WHAT IS REQUIRED → Retype the records exactly, starting at the line that contains "locate: gray jacket" and ending with the last line of the records.

Excerpt from a dataset →
• • • •

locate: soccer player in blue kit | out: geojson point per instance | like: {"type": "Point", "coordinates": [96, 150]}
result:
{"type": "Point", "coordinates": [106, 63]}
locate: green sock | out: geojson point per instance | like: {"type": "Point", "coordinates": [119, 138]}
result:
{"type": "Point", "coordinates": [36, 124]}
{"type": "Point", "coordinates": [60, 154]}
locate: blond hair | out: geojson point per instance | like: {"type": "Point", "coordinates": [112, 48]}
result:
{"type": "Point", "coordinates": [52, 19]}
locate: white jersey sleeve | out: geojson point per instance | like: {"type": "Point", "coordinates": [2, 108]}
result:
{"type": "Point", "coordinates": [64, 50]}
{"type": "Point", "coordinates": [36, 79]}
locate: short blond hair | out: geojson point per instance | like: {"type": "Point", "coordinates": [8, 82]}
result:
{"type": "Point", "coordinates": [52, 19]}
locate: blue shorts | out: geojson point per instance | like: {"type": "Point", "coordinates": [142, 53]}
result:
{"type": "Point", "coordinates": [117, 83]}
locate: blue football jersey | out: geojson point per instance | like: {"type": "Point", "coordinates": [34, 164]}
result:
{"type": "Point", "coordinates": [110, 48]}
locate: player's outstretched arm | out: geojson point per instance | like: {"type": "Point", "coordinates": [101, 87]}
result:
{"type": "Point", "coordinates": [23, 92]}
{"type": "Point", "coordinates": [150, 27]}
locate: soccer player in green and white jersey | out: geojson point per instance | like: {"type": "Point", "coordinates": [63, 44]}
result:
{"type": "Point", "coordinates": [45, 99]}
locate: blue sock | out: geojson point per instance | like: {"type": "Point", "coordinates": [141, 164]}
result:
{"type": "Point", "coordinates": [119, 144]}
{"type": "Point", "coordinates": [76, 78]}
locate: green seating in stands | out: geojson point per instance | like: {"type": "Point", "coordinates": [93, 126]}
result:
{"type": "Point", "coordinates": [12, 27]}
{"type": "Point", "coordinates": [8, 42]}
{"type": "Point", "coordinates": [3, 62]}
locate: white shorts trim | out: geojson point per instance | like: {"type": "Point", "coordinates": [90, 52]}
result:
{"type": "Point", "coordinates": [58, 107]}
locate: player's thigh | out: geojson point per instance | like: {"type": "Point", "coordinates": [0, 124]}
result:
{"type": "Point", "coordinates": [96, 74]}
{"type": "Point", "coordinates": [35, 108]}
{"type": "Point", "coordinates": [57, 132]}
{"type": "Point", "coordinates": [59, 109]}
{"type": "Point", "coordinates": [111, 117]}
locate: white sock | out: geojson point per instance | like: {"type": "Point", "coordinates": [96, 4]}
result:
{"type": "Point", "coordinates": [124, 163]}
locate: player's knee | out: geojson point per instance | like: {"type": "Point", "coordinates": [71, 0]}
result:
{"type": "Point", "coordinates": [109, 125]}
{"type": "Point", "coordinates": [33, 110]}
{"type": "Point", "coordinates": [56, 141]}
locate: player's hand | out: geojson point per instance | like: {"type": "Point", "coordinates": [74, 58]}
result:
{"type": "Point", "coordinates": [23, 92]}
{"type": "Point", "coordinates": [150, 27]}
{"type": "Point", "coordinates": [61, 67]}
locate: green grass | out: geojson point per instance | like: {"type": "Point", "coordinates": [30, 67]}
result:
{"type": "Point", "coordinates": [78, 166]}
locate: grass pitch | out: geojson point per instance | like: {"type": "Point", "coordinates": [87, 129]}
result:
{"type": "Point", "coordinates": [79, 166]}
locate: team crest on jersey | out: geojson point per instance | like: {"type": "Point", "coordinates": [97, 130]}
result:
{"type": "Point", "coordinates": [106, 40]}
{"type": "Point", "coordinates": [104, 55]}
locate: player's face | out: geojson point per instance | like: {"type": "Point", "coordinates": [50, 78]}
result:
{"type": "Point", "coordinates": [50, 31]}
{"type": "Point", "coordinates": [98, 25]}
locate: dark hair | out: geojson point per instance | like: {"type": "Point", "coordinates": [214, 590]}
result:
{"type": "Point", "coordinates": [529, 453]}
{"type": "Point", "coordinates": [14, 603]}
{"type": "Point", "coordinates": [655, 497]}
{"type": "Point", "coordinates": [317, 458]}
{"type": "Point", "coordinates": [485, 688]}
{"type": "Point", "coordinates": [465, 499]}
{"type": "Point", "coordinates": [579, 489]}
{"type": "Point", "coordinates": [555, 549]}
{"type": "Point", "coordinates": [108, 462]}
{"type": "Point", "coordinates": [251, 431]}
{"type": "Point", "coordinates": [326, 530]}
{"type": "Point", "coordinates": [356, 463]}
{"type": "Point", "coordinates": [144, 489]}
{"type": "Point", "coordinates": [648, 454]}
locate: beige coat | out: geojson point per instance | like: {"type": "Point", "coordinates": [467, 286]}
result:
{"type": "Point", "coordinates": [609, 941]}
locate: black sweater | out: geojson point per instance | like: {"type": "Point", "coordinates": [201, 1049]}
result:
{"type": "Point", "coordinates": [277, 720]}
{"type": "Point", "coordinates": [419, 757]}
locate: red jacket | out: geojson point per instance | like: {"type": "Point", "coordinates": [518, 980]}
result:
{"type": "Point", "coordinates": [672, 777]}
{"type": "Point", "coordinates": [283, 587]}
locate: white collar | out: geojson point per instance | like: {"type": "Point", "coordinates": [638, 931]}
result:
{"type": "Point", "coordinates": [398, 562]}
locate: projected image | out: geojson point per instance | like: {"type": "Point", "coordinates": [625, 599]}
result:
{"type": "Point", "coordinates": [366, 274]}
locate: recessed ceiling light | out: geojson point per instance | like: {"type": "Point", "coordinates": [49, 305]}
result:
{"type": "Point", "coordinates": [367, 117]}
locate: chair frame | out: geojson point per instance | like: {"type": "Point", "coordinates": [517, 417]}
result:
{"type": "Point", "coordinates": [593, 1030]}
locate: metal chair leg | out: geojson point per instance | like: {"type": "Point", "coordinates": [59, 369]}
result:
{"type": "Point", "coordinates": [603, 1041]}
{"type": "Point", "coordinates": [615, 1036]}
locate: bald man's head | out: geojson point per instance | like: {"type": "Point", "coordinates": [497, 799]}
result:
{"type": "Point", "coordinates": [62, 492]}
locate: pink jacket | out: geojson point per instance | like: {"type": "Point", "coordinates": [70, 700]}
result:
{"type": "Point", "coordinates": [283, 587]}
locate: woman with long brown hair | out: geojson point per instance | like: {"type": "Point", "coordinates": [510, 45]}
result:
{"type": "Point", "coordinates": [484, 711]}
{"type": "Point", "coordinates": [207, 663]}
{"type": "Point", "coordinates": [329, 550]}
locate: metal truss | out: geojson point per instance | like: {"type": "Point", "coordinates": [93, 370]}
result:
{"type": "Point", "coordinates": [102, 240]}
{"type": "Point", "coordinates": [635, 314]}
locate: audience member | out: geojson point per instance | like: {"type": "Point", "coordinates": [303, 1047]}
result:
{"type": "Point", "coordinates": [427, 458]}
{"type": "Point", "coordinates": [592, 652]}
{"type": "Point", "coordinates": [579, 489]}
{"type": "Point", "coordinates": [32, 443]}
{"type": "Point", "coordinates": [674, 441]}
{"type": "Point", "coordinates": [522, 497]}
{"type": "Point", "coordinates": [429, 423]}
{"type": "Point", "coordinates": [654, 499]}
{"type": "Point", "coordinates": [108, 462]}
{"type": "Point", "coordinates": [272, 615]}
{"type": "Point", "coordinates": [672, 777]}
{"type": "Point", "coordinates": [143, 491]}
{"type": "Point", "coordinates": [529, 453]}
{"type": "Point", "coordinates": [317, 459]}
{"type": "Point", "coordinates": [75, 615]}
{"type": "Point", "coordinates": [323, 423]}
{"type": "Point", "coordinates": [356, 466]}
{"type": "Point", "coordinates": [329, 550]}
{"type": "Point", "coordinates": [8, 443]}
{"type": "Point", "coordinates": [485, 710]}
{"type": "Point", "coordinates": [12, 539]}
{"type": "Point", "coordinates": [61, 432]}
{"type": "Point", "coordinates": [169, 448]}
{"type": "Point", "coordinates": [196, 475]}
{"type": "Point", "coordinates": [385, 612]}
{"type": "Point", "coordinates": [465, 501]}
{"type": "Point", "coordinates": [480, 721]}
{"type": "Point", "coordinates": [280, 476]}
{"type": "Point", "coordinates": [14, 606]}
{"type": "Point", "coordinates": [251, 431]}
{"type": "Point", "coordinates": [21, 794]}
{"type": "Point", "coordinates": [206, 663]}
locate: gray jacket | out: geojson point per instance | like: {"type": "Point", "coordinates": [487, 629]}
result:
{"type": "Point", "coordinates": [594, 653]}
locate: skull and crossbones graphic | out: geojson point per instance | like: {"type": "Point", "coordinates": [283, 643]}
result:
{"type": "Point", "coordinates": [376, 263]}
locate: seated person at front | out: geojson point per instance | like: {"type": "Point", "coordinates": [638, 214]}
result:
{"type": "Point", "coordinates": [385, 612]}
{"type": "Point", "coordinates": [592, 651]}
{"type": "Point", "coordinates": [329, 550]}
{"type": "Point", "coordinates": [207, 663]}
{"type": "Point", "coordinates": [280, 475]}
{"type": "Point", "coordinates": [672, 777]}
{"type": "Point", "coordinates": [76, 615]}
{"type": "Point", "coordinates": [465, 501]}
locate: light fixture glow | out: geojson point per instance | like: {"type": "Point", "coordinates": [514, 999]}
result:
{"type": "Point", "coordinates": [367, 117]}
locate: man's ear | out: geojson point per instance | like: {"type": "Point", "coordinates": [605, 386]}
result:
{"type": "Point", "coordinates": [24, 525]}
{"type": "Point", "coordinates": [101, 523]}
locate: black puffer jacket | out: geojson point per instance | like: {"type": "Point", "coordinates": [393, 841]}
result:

• • • •

RESPONSE TO THIS EXERCISE →
locate: gray jacket | out: geojson point per instance | like: {"type": "Point", "coordinates": [487, 629]}
result:
{"type": "Point", "coordinates": [594, 653]}
locate: skull and crossbones graphic | out: geojson point per instance | like: {"type": "Point", "coordinates": [283, 643]}
result:
{"type": "Point", "coordinates": [376, 263]}
locate: seated person at front | out: geojson point per instance | like: {"type": "Point", "coordinates": [638, 214]}
result:
{"type": "Point", "coordinates": [385, 612]}
{"type": "Point", "coordinates": [592, 651]}
{"type": "Point", "coordinates": [329, 550]}
{"type": "Point", "coordinates": [207, 663]}
{"type": "Point", "coordinates": [280, 475]}
{"type": "Point", "coordinates": [672, 777]}
{"type": "Point", "coordinates": [76, 615]}
{"type": "Point", "coordinates": [465, 501]}
locate: light fixture glow | out: geojson point per instance | like: {"type": "Point", "coordinates": [514, 999]}
result:
{"type": "Point", "coordinates": [367, 117]}
locate: man's ear | out: geojson point per instance | like: {"type": "Point", "coordinates": [605, 386]}
result:
{"type": "Point", "coordinates": [24, 525]}
{"type": "Point", "coordinates": [101, 523]}
locate: black puffer jacket | out: geojson point per instance | like: {"type": "Point", "coordinates": [393, 841]}
result:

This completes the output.